* Directive
Set out the lines below as a numbered list, skipping any blank lines. Start with the line that contains "Where can you spot the recycling" and continue through the final line of the Records.

[Records]
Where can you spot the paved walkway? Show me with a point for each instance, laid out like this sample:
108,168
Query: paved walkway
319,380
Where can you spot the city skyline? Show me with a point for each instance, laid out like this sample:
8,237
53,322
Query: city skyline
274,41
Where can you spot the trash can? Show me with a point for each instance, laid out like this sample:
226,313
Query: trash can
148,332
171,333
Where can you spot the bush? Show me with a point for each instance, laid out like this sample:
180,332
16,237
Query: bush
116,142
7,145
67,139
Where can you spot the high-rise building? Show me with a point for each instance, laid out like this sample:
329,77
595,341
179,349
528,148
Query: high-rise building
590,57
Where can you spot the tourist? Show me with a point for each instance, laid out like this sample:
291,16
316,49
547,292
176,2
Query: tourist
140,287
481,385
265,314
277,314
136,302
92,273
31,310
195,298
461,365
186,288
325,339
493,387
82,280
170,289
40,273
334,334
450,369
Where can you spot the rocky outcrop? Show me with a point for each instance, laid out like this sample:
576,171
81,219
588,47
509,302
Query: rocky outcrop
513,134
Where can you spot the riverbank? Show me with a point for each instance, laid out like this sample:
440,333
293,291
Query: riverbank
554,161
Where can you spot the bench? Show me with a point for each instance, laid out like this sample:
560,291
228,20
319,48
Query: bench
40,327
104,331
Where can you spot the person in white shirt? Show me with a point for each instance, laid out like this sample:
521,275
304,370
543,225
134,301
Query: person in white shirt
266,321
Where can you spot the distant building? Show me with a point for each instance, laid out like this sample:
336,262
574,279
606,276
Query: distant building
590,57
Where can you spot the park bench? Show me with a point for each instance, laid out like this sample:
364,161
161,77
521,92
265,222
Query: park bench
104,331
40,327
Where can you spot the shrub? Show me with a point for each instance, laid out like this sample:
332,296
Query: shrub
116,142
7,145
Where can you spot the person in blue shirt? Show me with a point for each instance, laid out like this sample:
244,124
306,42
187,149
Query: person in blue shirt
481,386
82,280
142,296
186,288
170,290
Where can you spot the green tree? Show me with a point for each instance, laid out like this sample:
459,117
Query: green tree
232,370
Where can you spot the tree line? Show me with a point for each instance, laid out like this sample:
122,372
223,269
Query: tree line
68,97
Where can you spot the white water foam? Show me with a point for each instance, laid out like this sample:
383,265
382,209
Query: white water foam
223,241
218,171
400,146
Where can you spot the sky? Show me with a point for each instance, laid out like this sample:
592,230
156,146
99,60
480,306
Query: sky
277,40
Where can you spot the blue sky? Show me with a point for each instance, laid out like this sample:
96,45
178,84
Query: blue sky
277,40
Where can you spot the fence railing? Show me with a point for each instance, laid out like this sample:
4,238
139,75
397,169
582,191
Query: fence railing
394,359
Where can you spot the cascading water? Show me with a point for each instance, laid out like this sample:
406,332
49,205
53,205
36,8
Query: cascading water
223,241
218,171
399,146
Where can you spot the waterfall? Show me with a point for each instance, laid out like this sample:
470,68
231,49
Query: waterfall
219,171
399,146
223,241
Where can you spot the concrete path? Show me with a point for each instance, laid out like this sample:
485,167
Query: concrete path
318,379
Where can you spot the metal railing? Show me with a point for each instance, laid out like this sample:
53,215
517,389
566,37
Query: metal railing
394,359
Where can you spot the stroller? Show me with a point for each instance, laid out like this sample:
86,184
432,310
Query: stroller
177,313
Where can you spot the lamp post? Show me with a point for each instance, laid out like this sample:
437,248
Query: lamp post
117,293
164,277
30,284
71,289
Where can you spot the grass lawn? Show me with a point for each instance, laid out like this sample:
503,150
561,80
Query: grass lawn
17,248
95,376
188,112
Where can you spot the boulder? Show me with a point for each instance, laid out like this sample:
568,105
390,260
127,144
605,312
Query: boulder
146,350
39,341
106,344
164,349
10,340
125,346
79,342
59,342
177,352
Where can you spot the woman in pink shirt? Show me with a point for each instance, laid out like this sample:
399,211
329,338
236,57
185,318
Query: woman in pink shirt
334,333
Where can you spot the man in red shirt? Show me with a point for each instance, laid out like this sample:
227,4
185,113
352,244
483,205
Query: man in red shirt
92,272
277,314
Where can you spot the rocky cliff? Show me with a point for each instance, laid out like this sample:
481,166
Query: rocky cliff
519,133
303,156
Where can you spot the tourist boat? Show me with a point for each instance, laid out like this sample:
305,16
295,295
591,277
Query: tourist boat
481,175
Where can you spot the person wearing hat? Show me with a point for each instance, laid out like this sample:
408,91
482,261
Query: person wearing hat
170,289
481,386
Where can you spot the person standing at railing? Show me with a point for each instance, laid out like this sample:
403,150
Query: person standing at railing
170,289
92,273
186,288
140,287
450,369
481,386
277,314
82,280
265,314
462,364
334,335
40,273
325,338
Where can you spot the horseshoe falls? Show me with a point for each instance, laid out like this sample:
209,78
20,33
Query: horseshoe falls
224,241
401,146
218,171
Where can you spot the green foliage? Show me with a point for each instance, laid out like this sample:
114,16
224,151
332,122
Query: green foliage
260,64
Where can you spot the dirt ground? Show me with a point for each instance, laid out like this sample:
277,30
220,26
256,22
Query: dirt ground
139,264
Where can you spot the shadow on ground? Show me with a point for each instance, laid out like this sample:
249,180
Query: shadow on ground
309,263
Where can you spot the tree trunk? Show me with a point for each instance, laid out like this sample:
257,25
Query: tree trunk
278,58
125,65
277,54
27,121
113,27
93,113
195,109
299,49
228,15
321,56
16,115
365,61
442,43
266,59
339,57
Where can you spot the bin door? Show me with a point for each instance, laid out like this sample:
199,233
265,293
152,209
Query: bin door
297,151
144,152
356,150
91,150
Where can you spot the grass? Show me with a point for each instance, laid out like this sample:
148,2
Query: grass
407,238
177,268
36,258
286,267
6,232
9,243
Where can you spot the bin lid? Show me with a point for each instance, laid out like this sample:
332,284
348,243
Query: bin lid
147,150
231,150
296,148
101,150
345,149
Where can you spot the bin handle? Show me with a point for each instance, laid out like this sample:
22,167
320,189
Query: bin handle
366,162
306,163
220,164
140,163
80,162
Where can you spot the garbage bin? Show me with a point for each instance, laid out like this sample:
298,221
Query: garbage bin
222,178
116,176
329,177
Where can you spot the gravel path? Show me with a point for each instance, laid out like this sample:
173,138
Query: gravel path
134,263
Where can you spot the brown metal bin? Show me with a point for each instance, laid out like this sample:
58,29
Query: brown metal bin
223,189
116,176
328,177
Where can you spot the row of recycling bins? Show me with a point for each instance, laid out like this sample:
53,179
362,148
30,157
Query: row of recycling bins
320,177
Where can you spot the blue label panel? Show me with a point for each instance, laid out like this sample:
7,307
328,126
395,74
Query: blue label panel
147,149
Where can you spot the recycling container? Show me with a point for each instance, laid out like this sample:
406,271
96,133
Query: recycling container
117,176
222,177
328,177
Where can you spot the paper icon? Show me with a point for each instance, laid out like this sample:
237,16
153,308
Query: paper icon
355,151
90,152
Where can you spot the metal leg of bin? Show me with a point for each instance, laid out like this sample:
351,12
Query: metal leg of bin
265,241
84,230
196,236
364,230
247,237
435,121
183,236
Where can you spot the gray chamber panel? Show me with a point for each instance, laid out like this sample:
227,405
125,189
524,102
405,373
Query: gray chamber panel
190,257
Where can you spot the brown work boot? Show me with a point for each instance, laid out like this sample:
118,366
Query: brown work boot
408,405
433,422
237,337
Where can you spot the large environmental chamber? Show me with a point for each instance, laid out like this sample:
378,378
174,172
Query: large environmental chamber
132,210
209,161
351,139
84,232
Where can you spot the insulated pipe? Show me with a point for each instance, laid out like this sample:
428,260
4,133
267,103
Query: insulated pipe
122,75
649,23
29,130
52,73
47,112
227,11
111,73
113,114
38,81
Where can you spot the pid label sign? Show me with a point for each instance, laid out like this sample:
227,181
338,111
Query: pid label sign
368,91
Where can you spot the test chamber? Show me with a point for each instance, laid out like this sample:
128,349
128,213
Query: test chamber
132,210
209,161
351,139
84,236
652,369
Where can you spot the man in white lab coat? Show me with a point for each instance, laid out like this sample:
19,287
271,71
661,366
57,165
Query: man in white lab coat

* Correct answer
1. Where can you spot the recycling container? Show me with a point for each instance, laid out like this sample:
2. 406,271
3. 96,133
4. Query: recycling container
5. 117,176
6. 222,177
7. 328,177
8. Where can you spot the paper icon? Show me with a point for each instance, laid out like this sample:
9. 237,16
10. 153,308
11. Query: paper icon
12. 355,151
13. 90,152
14. Where can you spot the metal leg of bin? Show me with a point for each instance, laid out like this sample:
15. 351,12
16. Query: metal leg of bin
17. 265,241
18. 84,230
19. 196,236
20. 364,230
21. 247,237
22. 435,121
23. 183,236
24. Where can you spot the gray chamber panel? Show me with a point for each instance, laid out like this sample:
25. 227,405
26. 125,189
27. 524,102
28. 405,373
29. Query: gray chamber panel
30. 190,257
31. Where can you spot the brown work boot? Show me with a point for each instance, laid out like this sample:
32. 118,366
33. Query: brown work boot
34. 408,405
35. 433,422
36. 237,337
37. Where can you spot the large environmental chamber? Show me with a point for each instance, laid out like this sample:
38. 378,378
39. 174,172
40. Query: large environmental chamber
41. 132,210
42. 209,161
43. 351,139
44. 84,232
45. Where can you spot the insulated pipe? Show me with a point for each instance, laid out like this sample:
46. 428,260
47. 4,133
48. 267,103
49. Query: insulated pipe
50. 122,75
51. 649,23
52. 29,130
53. 52,73
54. 47,112
55. 227,11
56. 111,73
57. 113,114
58. 38,81
59. Where can you spot the pid label sign? Show me with a point for each instance, laid out like this sample:
60. 227,181
61. 338,111
62. Query: pid label sign
63. 368,91
64. Where can you spot the test chamber? Show me with a point for each instance, laid out like this sample:
65. 128,349
66. 128,213
67. Query: test chamber
68. 132,210
69. 209,161
70. 351,139
71. 84,236
72. 652,369
73. Where can you spot the man in white lab coat? Show me with a point for each instance, laid out like this sample:
74. 19,287
75. 271,71
76. 661,366
77. 57,165
78. Query: man in white lab coat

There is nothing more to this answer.